■ Questions ■
A. Repeat from the news article about the detective's arrest, word for word, starting with "Friday, June 5, 2009" and going on through "the detective bureau.".
B. Decide whether each statement agrees with the news article about the detective's arrest. Answer yes or no, and quote the article's deciding words.
(i) Stephanie Ilene Lazarus was arrested while at work at Parker Center.
(ii) Rasmussen's body was found in the kitchen of the couple's condominium.
(iii) Rasmussen's parents offered a $25,000 reward.

**** Text passage

Friday, June 5, 2009

Veteran LAPD detective arrested in 1986 killing

A well-regarded, veteran Los Angeles Police Department detective was arrested today in connection with the 1986 slaying of her ex-boyfriend's wife, marking one of the few times in the department's history that one of its own officers has been accused of murder.

Stephanie Ilene Lazarus, 49, was arrested this morning at 8 while working at Parker Center, the LAPD's downtown headquarters. Police allege that Lazarus beat and fatally shot Sherri Rae Rasmussen, a hospital nursing director, according to sources familiar with the investigation.


It's very bittersweet. Our goal is to always bring people to justice, but this is somebody we know," said Deputy Chief Charlie Beck, who oversees the detective bureau.

Rasmussen's badly beaten body was found by her husband in the living room of the couple's Van Nuys condominium on Feb. 24, 1986. Shortly after the slaying, two men robbed another woman in the area at gun point and homicide detectives came to believe the pair had killed Rasmussen when she came upon them burglarizing her home, according to news reports. Rasmussen's parents, newspapers reported, offered a $10,000 reward for the men's capture.

The search for the two men led nowhere. Like thousands of other homicides from the period, the case remained open and was left to collect dust on department storage shelves as detectives struggled to keep pace with L.A.'s dramatic surge in murders and violent crimes.

********
**** Data for analysis

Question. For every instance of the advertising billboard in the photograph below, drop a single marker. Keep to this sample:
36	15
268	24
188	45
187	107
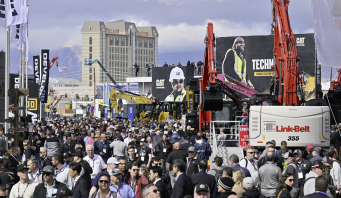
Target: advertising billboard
169	83
249	60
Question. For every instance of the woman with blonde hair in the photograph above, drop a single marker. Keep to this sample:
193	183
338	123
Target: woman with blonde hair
238	176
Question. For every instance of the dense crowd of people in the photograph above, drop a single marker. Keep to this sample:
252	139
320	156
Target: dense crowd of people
103	158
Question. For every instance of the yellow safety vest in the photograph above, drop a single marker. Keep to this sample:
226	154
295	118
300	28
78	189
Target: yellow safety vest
178	98
238	65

********

■ Responses to the tasks ■
A.
Friday, June 5, 2009

Veteran LAPD detective arrested in 1986 killing

A well-regarded, veteran Los Angeles Police Department detective was arrested today in connection with the 1986 slaying of her ex-boyfriend's wife, marking one of the few times in the department's history that one of its own officers has been accused of murder.

Stephanie Ilene Lazarus, 49, was arrested this morning at 8 while working at Parker Center, the LAPD's downtown headquarters. Police allege that Lazarus beat and fatally shot Sherri Rae Rasmussen, a hospital nursing director, according to sources familiar with the investigation.


It's very bittersweet. Our goal is to always bring people to justice, but this is somebody we know," said Deputy Chief Charlie Beck, who oversees the detective bureau.

B.
(i) Yes: "was arrested this morning at 8 while working at Parker Center"
(ii) No: "found by her husband in the living room of the couple's Van Nuys condominium"
(iii) No: "offered a $10,000 reward for the men's capture"